Task brief: Which lines in the items below contain the word "large" with the same capitalization? Copy each of those lines.

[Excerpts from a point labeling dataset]
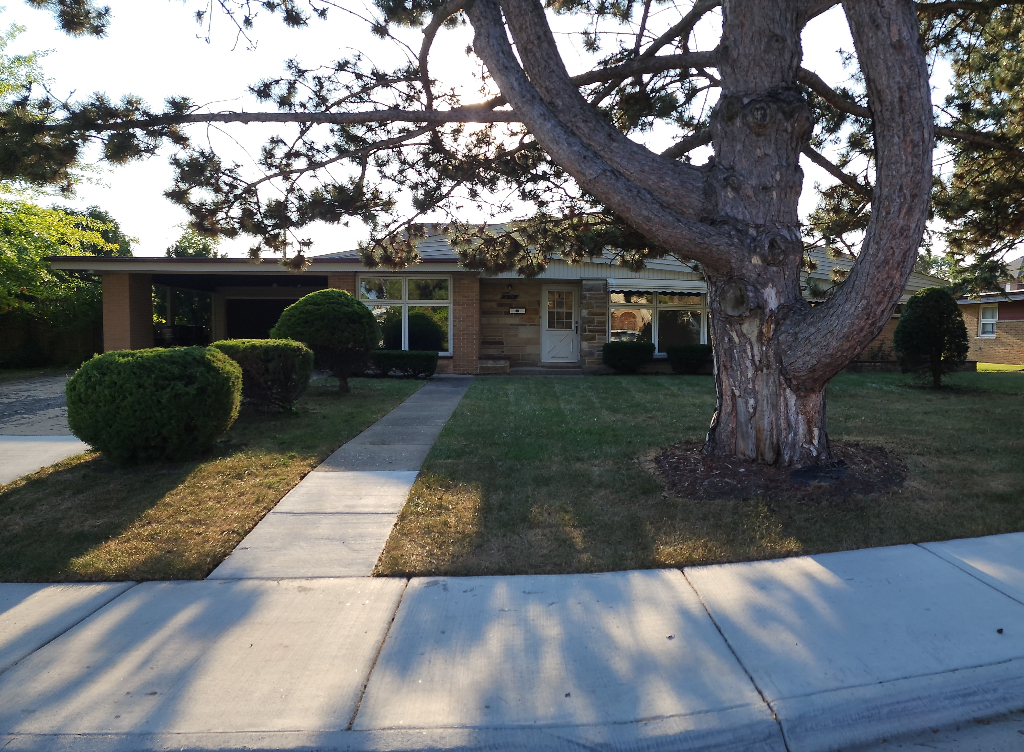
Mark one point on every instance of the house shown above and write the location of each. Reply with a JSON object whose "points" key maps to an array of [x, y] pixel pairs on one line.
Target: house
{"points": [[479, 323], [995, 321]]}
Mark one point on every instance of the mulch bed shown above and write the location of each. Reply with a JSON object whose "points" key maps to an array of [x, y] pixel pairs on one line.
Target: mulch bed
{"points": [[856, 469]]}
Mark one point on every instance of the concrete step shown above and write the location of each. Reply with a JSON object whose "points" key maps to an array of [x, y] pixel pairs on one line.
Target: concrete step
{"points": [[552, 370], [487, 367]]}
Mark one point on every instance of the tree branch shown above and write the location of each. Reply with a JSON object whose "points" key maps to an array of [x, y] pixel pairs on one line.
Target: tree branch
{"points": [[849, 180], [980, 139], [687, 144], [429, 32], [816, 84]]}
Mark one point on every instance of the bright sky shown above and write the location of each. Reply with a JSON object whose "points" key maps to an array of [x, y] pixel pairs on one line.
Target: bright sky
{"points": [[155, 49]]}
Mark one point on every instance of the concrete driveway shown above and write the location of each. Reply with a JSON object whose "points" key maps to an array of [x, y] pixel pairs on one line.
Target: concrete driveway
{"points": [[34, 430]]}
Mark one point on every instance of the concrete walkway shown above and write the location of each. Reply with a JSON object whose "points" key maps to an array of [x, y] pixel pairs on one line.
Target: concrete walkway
{"points": [[34, 430], [802, 655], [336, 520]]}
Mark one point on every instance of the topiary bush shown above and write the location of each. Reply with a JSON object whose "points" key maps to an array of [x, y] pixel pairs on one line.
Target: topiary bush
{"points": [[689, 358], [274, 372], [627, 357], [411, 364], [931, 338], [154, 405], [340, 331]]}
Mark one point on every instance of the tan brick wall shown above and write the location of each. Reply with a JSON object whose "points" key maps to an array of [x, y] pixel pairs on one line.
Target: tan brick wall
{"points": [[465, 324], [343, 281], [127, 311], [512, 337], [593, 324], [1006, 347]]}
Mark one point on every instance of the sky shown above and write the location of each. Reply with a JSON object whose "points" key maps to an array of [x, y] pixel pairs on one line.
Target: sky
{"points": [[156, 49]]}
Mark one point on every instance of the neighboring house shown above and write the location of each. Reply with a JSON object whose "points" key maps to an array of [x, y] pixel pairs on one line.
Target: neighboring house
{"points": [[995, 321], [484, 323]]}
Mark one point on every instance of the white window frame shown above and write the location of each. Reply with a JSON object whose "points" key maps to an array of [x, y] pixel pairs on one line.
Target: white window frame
{"points": [[404, 303], [982, 322], [655, 307]]}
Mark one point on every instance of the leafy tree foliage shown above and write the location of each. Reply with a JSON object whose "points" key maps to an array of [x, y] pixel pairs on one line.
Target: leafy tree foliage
{"points": [[193, 245], [931, 338], [357, 137]]}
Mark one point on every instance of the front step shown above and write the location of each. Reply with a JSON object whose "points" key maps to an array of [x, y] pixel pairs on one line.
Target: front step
{"points": [[489, 367]]}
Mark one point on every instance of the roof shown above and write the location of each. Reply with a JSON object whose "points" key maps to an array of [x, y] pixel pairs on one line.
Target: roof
{"points": [[987, 298]]}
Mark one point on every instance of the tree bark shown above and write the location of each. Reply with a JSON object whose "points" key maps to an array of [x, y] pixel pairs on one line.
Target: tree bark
{"points": [[738, 217]]}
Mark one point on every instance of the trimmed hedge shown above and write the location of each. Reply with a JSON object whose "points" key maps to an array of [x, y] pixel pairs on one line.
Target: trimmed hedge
{"points": [[153, 405], [410, 364], [688, 358], [627, 357], [339, 330], [274, 372]]}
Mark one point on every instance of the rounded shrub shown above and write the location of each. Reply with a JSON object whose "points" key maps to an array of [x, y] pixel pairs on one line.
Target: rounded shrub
{"points": [[153, 405], [340, 331], [931, 338], [627, 357], [274, 372], [689, 358]]}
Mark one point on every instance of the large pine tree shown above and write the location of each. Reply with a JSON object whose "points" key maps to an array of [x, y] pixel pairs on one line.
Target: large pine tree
{"points": [[570, 147]]}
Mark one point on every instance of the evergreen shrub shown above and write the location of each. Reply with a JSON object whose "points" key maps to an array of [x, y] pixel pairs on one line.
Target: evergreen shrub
{"points": [[931, 338], [627, 357], [410, 364], [154, 405], [689, 358], [340, 331], [274, 372]]}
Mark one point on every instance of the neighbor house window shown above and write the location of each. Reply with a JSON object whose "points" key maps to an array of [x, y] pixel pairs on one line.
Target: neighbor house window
{"points": [[414, 312], [667, 319], [986, 324]]}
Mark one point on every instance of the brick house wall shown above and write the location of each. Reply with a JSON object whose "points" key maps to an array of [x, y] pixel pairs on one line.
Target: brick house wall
{"points": [[505, 336], [465, 324], [593, 324], [1008, 344], [127, 311]]}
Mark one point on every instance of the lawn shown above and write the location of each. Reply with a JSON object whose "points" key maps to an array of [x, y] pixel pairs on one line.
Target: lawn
{"points": [[87, 519], [547, 475]]}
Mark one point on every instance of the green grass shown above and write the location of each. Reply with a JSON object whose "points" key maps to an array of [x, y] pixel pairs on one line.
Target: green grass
{"points": [[998, 367], [88, 519], [547, 475]]}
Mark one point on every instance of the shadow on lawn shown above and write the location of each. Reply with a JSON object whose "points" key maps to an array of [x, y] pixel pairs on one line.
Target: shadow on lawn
{"points": [[58, 514]]}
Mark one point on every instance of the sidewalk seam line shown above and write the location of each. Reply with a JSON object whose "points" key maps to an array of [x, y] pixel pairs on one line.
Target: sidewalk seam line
{"points": [[970, 574], [754, 683], [71, 627], [380, 649]]}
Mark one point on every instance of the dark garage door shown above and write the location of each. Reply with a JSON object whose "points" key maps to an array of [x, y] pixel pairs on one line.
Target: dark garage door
{"points": [[252, 319]]}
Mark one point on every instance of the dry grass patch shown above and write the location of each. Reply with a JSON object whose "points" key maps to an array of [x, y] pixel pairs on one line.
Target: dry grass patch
{"points": [[548, 475], [88, 519]]}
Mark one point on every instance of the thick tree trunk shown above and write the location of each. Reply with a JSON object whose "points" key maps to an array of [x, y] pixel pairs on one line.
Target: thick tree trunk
{"points": [[774, 353], [760, 126]]}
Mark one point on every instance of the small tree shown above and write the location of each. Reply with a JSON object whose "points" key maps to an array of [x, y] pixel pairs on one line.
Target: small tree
{"points": [[931, 337], [339, 330]]}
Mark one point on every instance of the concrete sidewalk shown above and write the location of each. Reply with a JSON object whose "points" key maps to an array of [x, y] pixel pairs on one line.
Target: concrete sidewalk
{"points": [[808, 654], [336, 520]]}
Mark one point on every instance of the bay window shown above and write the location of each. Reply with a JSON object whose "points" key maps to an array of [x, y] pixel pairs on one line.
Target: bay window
{"points": [[414, 312], [667, 319]]}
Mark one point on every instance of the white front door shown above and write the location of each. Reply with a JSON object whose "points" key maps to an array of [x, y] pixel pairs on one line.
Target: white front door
{"points": [[559, 325]]}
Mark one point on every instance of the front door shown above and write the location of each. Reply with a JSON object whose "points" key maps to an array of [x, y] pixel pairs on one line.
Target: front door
{"points": [[559, 326]]}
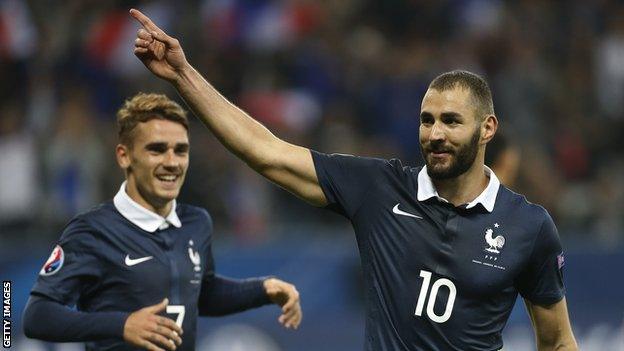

Solution:
Mark one point on every instance of the large pine tree shown above and write the location of each. Reply with a JSON object whose "points" key maps to an array of [x, y] pixel pairs on one line.
Target: large pine tree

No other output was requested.